• REQUIRED TASKS
a) Copy the post about starting as a CNA, starting at "How will I ever remember how" and ending at "really MEAN it???", with "charge nurse" renamed "supervising nurse".
b) Answer these questions from the post about starting as a CNA:
(i) How many days into training is the writer?
(ii) In what unit will the writer be working?
(iii) Who is being really encouraging to the writer?

Last Monday, I started orientation at a rehab hospital that I got hired on to. Today, I am five days into training in the LTC unit I will be working on & I have to say - IT IS WAY HARDER THAN I'D EVER THOUGHT IT WOULD BE!!! I admit, many a times, thus far, I've wanted to throw in the towel. To just call in & tell them that I won't be coming back but I haven't because there is something
(I'm not sure what, exactly), that keeps tugging on my heartstrings, a small voice in the back of my mind, encouraging me to stick it out. I honestly believe that this voice believes that things actually might get better someday...
How will I ever remember how the residents like their cares to be done? How will I ever remember to get all of the resident's cares done & in time for them to get a warm breakfast in their bellies?
Will I ever stop irritating the residents? I really don't like to cry every day because somebody snapped at me because I didn't do something right.
Will my charge nurse ever like me?
Will I EVER be a good CNA???
My fellow CNA's & CMA's & the nurses are all being really encouraging. Letting me know that it's overwhelming for EVERYBODY at first, ESPECIALLY if you are a first-time CNA. I know that they're SAYING this but do they really MEAN it???
Help me out, Folks!
Tell me it will all be okay!

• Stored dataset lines
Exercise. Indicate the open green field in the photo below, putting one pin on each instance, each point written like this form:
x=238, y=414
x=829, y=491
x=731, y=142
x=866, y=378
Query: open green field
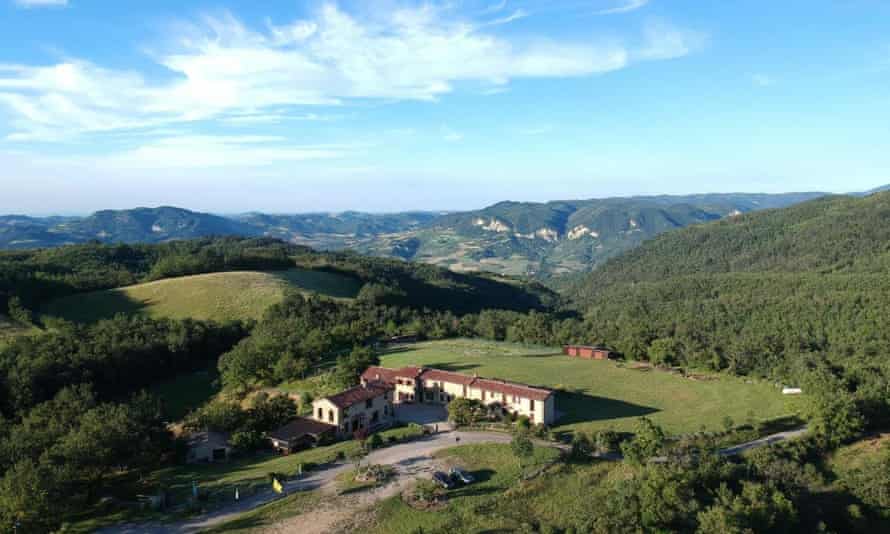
x=605, y=394
x=214, y=296
x=184, y=393
x=219, y=480
x=10, y=330
x=496, y=502
x=860, y=454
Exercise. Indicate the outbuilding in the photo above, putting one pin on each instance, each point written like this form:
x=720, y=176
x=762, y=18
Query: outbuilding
x=300, y=433
x=208, y=447
x=587, y=352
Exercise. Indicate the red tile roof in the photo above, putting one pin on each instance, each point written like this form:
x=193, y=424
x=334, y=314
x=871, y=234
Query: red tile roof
x=357, y=394
x=447, y=376
x=299, y=427
x=389, y=376
x=512, y=388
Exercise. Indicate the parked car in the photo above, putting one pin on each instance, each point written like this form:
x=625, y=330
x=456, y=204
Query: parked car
x=443, y=480
x=459, y=474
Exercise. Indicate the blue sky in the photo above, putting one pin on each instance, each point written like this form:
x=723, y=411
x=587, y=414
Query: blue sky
x=232, y=106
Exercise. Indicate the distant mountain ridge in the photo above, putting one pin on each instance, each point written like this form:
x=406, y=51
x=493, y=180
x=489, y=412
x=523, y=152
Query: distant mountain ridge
x=517, y=238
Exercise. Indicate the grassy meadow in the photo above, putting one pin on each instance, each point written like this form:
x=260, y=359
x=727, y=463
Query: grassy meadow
x=605, y=394
x=488, y=505
x=215, y=296
x=184, y=393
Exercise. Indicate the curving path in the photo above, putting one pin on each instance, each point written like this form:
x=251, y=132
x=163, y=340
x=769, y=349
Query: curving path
x=409, y=460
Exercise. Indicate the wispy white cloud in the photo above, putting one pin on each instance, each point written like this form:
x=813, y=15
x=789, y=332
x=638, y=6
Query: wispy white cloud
x=662, y=41
x=208, y=151
x=536, y=130
x=450, y=135
x=516, y=15
x=762, y=80
x=626, y=6
x=41, y=3
x=221, y=69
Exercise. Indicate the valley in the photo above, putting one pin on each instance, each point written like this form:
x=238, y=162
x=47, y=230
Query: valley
x=541, y=240
x=238, y=336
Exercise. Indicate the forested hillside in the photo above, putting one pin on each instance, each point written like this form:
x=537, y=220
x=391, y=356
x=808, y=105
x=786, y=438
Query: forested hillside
x=541, y=239
x=30, y=279
x=781, y=293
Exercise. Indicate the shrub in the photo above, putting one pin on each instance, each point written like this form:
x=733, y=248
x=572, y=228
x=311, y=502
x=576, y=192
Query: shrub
x=246, y=441
x=375, y=442
x=581, y=446
x=606, y=441
x=463, y=411
x=523, y=423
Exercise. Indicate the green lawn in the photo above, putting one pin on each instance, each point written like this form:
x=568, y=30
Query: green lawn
x=218, y=480
x=216, y=296
x=186, y=392
x=10, y=330
x=481, y=507
x=605, y=394
x=260, y=518
x=253, y=470
x=860, y=453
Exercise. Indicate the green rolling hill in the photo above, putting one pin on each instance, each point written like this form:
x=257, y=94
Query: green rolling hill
x=215, y=296
x=774, y=293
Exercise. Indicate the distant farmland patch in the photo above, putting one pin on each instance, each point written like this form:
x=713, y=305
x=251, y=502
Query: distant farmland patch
x=215, y=296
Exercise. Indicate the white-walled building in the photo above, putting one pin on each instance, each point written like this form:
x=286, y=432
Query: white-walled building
x=435, y=386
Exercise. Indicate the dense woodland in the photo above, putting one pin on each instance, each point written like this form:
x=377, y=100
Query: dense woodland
x=800, y=295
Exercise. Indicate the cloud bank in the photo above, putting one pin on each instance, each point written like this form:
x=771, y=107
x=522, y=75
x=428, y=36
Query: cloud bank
x=219, y=68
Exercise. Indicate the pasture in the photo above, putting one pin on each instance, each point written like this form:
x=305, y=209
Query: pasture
x=495, y=503
x=215, y=296
x=596, y=395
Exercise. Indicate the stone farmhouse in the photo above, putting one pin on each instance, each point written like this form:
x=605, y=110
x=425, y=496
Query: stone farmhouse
x=435, y=386
x=370, y=406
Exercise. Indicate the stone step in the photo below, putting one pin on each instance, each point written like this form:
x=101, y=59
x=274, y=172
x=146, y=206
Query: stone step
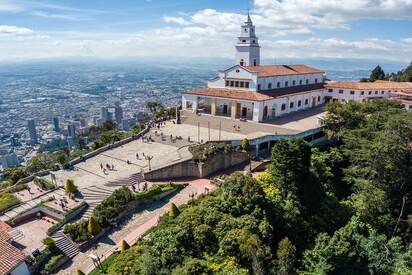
x=65, y=244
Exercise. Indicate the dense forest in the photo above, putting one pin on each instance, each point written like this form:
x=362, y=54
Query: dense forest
x=341, y=210
x=378, y=73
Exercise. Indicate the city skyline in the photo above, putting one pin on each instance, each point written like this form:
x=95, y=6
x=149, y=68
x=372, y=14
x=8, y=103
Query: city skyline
x=369, y=29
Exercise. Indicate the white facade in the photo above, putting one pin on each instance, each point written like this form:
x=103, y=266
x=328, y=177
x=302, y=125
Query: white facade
x=247, y=47
x=251, y=91
x=21, y=269
x=346, y=94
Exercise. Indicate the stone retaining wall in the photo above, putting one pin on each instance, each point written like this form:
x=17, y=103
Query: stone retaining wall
x=189, y=168
x=87, y=156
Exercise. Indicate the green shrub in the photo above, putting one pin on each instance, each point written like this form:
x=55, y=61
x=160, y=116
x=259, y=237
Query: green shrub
x=52, y=263
x=125, y=246
x=44, y=184
x=77, y=231
x=17, y=188
x=70, y=187
x=93, y=227
x=7, y=200
x=111, y=207
x=203, y=151
x=173, y=211
x=49, y=242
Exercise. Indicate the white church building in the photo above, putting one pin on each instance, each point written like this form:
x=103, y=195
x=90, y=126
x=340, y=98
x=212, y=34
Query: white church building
x=252, y=91
x=255, y=92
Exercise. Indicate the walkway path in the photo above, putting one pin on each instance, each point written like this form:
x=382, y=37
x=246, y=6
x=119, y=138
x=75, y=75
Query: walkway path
x=133, y=228
x=25, y=206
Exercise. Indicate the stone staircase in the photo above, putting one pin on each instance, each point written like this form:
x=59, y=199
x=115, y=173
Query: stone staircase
x=94, y=195
x=65, y=244
x=133, y=179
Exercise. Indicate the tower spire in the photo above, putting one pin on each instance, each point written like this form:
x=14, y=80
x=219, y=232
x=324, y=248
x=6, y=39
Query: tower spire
x=247, y=47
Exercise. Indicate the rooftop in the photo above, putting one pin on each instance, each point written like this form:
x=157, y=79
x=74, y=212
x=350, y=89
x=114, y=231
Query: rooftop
x=255, y=96
x=379, y=84
x=278, y=70
x=10, y=256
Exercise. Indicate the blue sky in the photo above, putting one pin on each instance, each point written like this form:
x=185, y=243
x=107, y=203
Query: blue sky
x=370, y=29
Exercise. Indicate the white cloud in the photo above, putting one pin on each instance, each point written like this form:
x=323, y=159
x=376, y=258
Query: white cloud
x=8, y=6
x=59, y=16
x=176, y=20
x=4, y=29
x=212, y=33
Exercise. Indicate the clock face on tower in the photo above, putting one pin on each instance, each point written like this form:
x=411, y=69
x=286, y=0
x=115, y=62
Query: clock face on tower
x=247, y=47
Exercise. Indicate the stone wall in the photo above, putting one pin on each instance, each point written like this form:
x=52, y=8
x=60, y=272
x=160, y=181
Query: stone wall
x=88, y=155
x=189, y=168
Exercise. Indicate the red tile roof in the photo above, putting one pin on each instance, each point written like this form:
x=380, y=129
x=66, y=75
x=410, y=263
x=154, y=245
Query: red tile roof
x=10, y=256
x=278, y=70
x=255, y=96
x=5, y=227
x=377, y=85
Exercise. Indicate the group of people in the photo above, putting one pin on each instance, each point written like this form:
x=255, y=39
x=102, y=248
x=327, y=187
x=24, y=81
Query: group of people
x=147, y=139
x=138, y=186
x=236, y=127
x=138, y=155
x=107, y=167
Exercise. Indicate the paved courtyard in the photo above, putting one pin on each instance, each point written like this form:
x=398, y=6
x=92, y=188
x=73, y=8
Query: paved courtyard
x=33, y=231
x=32, y=192
x=134, y=227
x=205, y=127
x=89, y=173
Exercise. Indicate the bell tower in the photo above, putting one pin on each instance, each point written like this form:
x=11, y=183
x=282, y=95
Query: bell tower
x=247, y=47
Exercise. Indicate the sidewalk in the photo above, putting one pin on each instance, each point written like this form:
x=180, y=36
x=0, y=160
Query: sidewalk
x=134, y=228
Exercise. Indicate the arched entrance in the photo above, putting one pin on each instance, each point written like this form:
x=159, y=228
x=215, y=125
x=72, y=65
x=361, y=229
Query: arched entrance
x=265, y=112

• TASK-BY-TASK OUTPUTS
a)
How will I ever remember how the residents like their cares to be done? How will I ever remember to get all of the resident's cares done & in time for them to get a warm breakfast in their bellies?
Will I ever stop irritating the residents? I really don't like to cry every day because somebody snapped at me because I didn't do something right.
Will my supervising nurse ever like me?
Will I EVER be a good CNA???
My fellow CNA's & CMA's & the nurses are all being really encouraging. Letting me know that it's overwhelming for EVERYBODY at first, ESPECIALLY if you are a first-time CNA. I know that they're SAYING this but do they really MEAN it???

b)
(i) Five days.
(ii) The LTC unit.
(iii) The writer's fellow CNAs, the CMAs, and the nurses.